→ **Stated goal**
In the listing below, swap "drop one pin" for "place one pin" in the lines starting with the line with "Find the gray" and going on through the end of the listing, keeping everything else the same. Reproduce only those lines, and leave the pictures out.

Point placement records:
------------------------------------------------------------
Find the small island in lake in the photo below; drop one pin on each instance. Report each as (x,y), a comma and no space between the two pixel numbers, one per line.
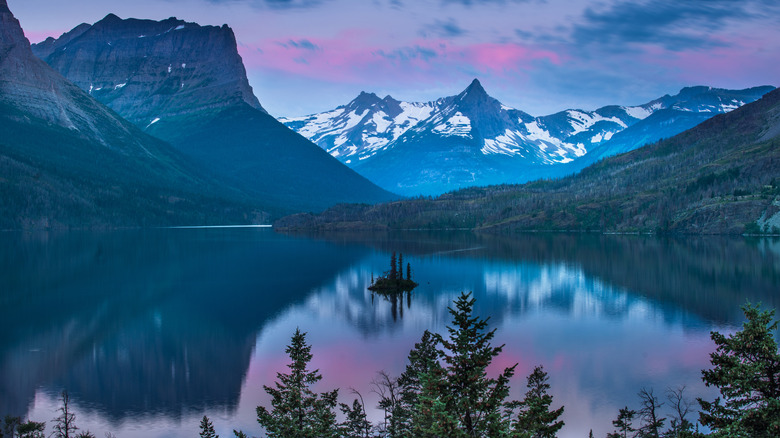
(393,281)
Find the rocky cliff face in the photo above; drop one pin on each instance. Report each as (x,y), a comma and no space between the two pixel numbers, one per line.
(66,160)
(186,84)
(34,89)
(149,71)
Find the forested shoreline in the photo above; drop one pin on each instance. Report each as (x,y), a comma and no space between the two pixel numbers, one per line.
(446,391)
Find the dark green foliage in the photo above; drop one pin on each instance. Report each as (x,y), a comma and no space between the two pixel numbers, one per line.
(746,370)
(393,281)
(652,422)
(65,424)
(207,429)
(684,184)
(296,410)
(476,403)
(422,377)
(10,423)
(31,429)
(536,420)
(623,424)
(356,424)
(679,426)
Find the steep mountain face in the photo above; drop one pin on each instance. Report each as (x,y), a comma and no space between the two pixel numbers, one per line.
(472,139)
(720,177)
(149,71)
(68,161)
(187,85)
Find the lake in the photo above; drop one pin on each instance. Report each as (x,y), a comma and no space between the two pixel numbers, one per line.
(149,330)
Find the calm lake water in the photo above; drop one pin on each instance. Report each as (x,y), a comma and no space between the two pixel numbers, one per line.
(150,330)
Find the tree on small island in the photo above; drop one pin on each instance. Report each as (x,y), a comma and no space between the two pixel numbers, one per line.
(393,281)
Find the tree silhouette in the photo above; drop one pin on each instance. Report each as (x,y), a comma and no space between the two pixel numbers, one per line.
(296,410)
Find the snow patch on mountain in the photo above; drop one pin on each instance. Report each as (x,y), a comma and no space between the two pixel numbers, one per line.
(457,125)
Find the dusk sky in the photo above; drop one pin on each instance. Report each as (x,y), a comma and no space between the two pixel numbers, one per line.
(541,56)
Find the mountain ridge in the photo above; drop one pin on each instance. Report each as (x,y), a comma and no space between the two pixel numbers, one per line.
(719,177)
(67,161)
(186,84)
(514,147)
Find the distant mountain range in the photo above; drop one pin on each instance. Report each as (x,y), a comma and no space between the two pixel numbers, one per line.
(720,177)
(473,139)
(186,84)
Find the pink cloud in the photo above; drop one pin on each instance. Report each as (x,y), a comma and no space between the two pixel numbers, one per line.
(352,57)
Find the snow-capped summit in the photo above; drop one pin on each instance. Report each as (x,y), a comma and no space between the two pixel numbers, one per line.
(473,139)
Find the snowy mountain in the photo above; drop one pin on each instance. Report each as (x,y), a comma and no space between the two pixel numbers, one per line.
(186,84)
(473,139)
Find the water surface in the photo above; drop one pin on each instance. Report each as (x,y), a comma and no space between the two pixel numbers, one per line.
(150,330)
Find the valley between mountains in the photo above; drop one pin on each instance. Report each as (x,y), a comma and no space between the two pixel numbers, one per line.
(137,123)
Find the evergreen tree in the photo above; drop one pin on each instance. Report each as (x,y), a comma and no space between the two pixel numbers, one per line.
(10,423)
(207,429)
(423,361)
(356,424)
(393,267)
(476,402)
(679,426)
(652,424)
(297,412)
(536,420)
(31,429)
(623,424)
(746,370)
(65,424)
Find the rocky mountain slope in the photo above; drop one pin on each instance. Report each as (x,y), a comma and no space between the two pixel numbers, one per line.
(68,161)
(186,84)
(720,177)
(473,139)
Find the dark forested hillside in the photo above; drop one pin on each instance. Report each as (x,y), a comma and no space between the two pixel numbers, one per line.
(721,177)
(68,161)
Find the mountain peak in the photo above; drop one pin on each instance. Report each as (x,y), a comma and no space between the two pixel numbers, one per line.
(364,101)
(475,87)
(111,17)
(11,33)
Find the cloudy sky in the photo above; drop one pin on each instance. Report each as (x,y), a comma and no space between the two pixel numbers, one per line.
(541,56)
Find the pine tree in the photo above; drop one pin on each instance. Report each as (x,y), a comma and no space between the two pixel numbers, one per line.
(65,424)
(536,420)
(296,410)
(423,360)
(623,424)
(207,429)
(476,402)
(9,426)
(679,426)
(31,429)
(746,370)
(356,424)
(652,424)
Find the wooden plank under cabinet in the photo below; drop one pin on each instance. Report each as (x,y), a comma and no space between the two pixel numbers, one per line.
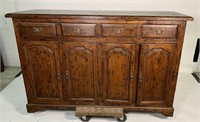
(123,59)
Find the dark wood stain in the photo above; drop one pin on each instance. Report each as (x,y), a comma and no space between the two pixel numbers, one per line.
(122,59)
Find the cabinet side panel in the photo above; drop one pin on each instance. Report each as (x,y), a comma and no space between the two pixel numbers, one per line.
(23,62)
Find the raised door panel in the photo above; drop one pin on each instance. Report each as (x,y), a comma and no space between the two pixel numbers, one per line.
(78,62)
(155,73)
(43,66)
(119,73)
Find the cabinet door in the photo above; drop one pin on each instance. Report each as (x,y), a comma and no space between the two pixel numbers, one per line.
(155,73)
(119,74)
(43,66)
(78,61)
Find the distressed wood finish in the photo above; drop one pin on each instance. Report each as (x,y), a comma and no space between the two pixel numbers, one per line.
(119,30)
(119,62)
(78,62)
(38,29)
(154,74)
(43,69)
(100,59)
(71,29)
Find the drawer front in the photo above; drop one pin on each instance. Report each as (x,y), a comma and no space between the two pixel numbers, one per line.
(159,31)
(69,29)
(116,30)
(38,29)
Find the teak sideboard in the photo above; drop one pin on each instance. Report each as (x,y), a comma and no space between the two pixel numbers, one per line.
(100,58)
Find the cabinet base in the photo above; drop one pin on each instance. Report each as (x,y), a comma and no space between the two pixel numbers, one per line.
(166,111)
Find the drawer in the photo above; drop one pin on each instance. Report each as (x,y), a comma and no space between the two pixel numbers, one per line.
(116,30)
(38,29)
(69,29)
(159,31)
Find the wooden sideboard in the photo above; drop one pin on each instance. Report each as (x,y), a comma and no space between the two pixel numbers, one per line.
(100,58)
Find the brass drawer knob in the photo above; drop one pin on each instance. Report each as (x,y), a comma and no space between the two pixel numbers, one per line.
(118,30)
(37,29)
(78,30)
(158,31)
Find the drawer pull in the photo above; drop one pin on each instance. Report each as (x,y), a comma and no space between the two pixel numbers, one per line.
(118,30)
(159,31)
(78,30)
(37,29)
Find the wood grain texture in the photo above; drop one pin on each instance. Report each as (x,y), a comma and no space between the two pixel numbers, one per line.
(119,72)
(38,29)
(120,59)
(119,30)
(79,65)
(159,31)
(155,69)
(44,70)
(71,29)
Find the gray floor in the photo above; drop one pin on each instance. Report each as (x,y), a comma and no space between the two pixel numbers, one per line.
(8,76)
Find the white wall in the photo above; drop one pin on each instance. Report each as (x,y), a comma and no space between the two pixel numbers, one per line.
(188,7)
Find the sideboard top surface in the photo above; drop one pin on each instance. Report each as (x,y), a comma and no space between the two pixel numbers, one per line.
(101,14)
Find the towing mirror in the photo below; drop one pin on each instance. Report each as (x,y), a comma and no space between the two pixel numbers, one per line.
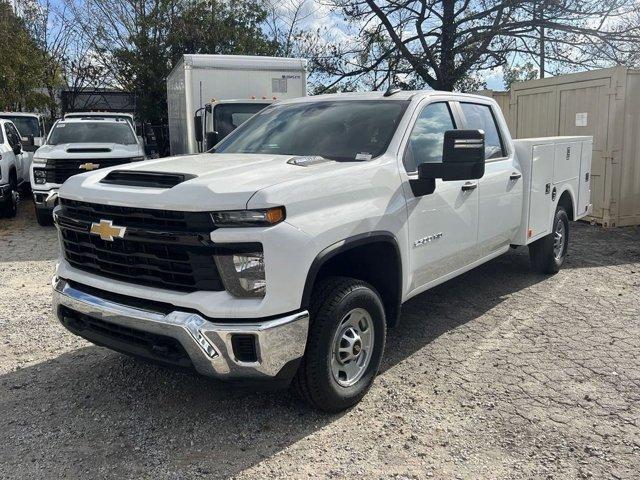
(462,157)
(212,139)
(197,122)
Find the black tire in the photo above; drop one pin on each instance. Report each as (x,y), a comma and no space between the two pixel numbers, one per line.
------------------------------------------------------------
→ **Response to the task**
Find the gray floor in the photo above; place one pin on each instance. Report each as (x,y), a comma and no space between the two pixel numbers, one per line.
(8,76)
Find the white wall in the photo above; place one pin on each instance. Report each as (x,y), a comma and no space between the two pixel numbers, one per line.
(188,7)
Find the sideboard top surface in the photo above; place one pin on each instance. Report each as (x,y), a comma and no space between the two pixel numbers, one per line.
(101,14)
Find the towing mirror in the photo below; place one pin on each instance. Report each as (x,y), a comma and no space between the two pixel numbers, one per line.
(462,157)
(212,139)
(197,122)
Find the black tire in the photo above; place one pin on each instance. Report each as (x,y), a comma and no space between the two pixel numbers, one per line.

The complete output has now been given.